▸ **WHAT YOU NEED TO DO**
Skip the pictures. Repeat everything else in the records word for word.

▸ **RECORDS PROVIDED**

--------------------------------

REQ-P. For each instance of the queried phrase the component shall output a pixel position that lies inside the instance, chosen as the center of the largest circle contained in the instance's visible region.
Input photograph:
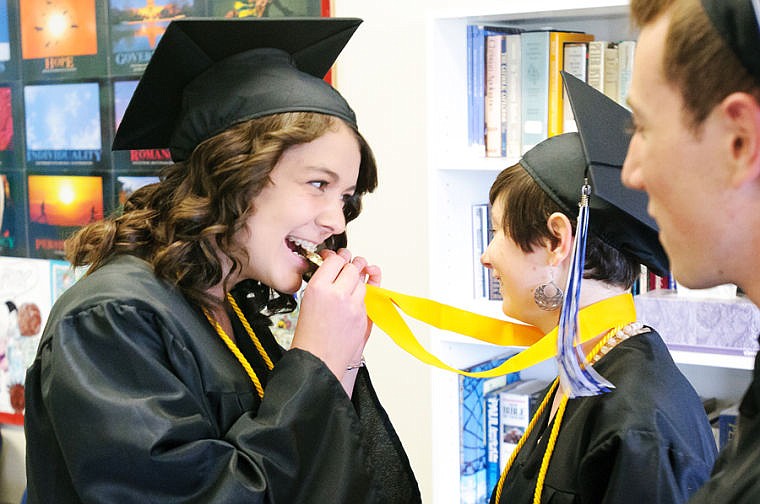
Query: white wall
(12, 472)
(381, 72)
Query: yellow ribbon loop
(383, 305)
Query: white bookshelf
(459, 178)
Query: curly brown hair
(178, 224)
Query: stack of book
(516, 96)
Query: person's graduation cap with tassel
(620, 423)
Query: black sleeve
(124, 405)
(641, 467)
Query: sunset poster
(8, 43)
(63, 124)
(60, 38)
(12, 222)
(9, 144)
(269, 8)
(137, 26)
(58, 206)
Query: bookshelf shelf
(460, 177)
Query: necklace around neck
(234, 348)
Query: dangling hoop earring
(548, 296)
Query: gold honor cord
(383, 305)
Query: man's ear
(741, 112)
(561, 228)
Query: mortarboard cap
(206, 75)
(560, 164)
(738, 22)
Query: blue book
(473, 455)
(727, 425)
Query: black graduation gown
(736, 476)
(647, 441)
(134, 398)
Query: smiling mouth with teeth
(307, 250)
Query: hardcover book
(595, 71)
(535, 88)
(480, 235)
(517, 405)
(575, 64)
(513, 98)
(472, 439)
(557, 41)
(626, 51)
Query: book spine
(611, 71)
(575, 63)
(493, 441)
(535, 88)
(478, 85)
(493, 95)
(595, 72)
(514, 98)
(503, 95)
(470, 77)
(480, 227)
(514, 418)
(557, 41)
(626, 50)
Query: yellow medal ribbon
(383, 305)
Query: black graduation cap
(206, 75)
(738, 22)
(560, 164)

--------------------------------

▸ **RESPONSE FOR THIS EXERCISE**
REQ-P. For each instance of the queried phrase the component shall output a pixel position that lies inside the instance, chosen as the center of the largest circle contained in the instance's visible region.
Input photograph:
Query: white wall
(12, 472)
(381, 72)
Query: yellow ribbon loop
(383, 305)
Query: white bookshelf
(459, 178)
Query: curly brown hair
(178, 224)
Query: stack of book
(516, 96)
Query: person's graduation cap with tassel
(620, 423)
Query: black sleeve
(124, 405)
(641, 467)
Query: sunset poster
(8, 43)
(63, 124)
(60, 38)
(12, 222)
(9, 144)
(269, 8)
(137, 26)
(58, 206)
Query: bookshelf shelf
(460, 177)
Query: necklace around neck
(234, 348)
Query: dangling hoop earring
(548, 296)
Query: gold honor cord
(383, 305)
Query: man's ear
(741, 112)
(561, 228)
Query: mortarboard cap
(206, 75)
(560, 164)
(738, 22)
Query: blue book
(473, 455)
(727, 425)
Query: black graduation gown
(736, 476)
(647, 441)
(134, 398)
Query: smiling mouth with teeth
(307, 250)
Query: hardcover book
(595, 71)
(535, 88)
(480, 235)
(517, 405)
(575, 64)
(513, 98)
(472, 439)
(557, 41)
(626, 51)
Query: book spine
(611, 71)
(575, 63)
(493, 441)
(535, 88)
(478, 85)
(493, 95)
(595, 72)
(514, 98)
(503, 95)
(470, 77)
(480, 227)
(514, 418)
(557, 41)
(626, 50)
Query: yellow medal ribbon
(383, 305)
Query: black graduation cap
(206, 75)
(738, 22)
(560, 164)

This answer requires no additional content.